> **Textauszug**
————————

Sigmaringen. Das Schloss Lichtenstein, bekannt als „Märchenschloss“ und als Wahrzeichen der Schwäbischen Alb, ist ein beliebtes Ausflugsziel. Anlässlich eines aktuellen Rechtsstreits wurde es Anfang des Jahres auch Zielort einer Dienstreise von Verwaltungsrichtern. In einem Rechtsstreit um die Errichtung von fünf Windrädern nahe beim Schloss nahmen die Richter des Verwaltungsgerichts (VG) Sigmaringen das Schloss gerichtlich in Augenschein – mit einem für das Landratsamt überraschenden Ergebnis: Der Denkmalschutz ist kein Hinderungsgrund für eine Genehmigung der Windräder, so das Urteil des VG, dessen Begründung jetzt vorliegt (Az. 9 K 4136/17).

————————

> **Arbeitsaufträge**
**a)** Schreiben Sie aus dem Text über das Schloss Lichtenstein die Passage von „Sigmaringen. Das Schloss“ bis „9 K 4136/17).“ wortgetreu ab.
**b)** Wie geht der Text über das Schloss Lichtenstein nach seinem letzten Satz weiter? Führen Sie ihn von dort aus fort.

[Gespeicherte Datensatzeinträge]
————————

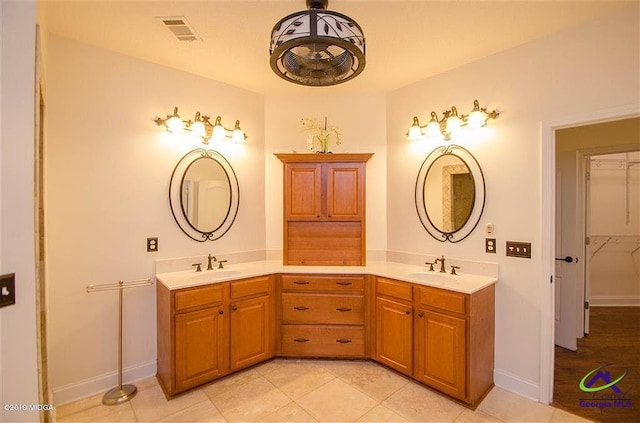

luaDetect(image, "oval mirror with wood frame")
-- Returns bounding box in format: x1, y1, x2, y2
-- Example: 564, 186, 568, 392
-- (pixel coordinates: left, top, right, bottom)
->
415, 144, 485, 242
169, 148, 240, 242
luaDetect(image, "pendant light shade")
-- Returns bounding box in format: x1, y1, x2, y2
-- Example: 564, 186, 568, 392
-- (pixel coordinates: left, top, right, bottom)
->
269, 0, 366, 87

————————

> **Lösungen**
**a)**
Sigmaringen. Das Schloss Lichtenstein, bekannt als „Märchenschloss“ und als Wahrzeichen der Schwäbischen Alb, ist ein beliebtes Ausflugsziel. Anlässlich eines aktuellen Rechtsstreits wurde es Anfang des Jahres auch Zielort einer Dienstreise von Verwaltungsrichtern. In einem Rechtsstreit um die Errichtung von fünf Windrädern nahe beim Schloss nahmen die Richter des Verwaltungsgerichts (VG) Sigmaringen das Schloss gerichtlich in Augenschein – mit einem für das Landratsamt überraschenden Ergebnis: Der Denkmalschutz ist kein Hinderungsgrund für eine Genehmigung der Windräder, so das Urteil des VG, dessen Begründung jetzt vorliegt (Az. 9 K 4136/17).

**b)**
Geht es nach dem Willen des Windenergie-Entwicklers, sollen die 200 Meter hohen Windräder hinter dem Schloss in ca. 3 Kilometer Entfernung aufgebaut werden, was Proteste vieler Bürger und vor allem des Denkmalschutzes hervorrief.

Windräder verschandeln das romantische Erscheinungsbild

Sowohl das Landratsamt als auch das Regierungspräsidium lehnten den Genehmigungsantrag der Firma dann auch aus Gründen des Denkmalschutzes ab. Die Windräder stünden in deutlichem Gegensatz zu dem romantischen Erscheinungsbild des Schlosses. Auch das Landesamt für Denkmalschutz hatte in seiner Stellungnahme die „imposanten Lage auf einem Sporn über dem Echaztal am Rand der Schwäbischen Alb“ betont. Wie sich auch die Richter vor Ort überzeugen konnten, liegt das Schloss in spektakulärer Lage auf einem Felsen am Albtrauf. Ohne diese Lage, so die Behörde, seien die damaligen romantischen Architekturvorstellungen überhaupt nicht realisierbar gewesen.

Anderer Meinung war die Windenergie-Firma, der das Argument der Behörden, es komme auf die – historisch belegten – Sichtachsen- und -beziehungen an, nicht überzeugte.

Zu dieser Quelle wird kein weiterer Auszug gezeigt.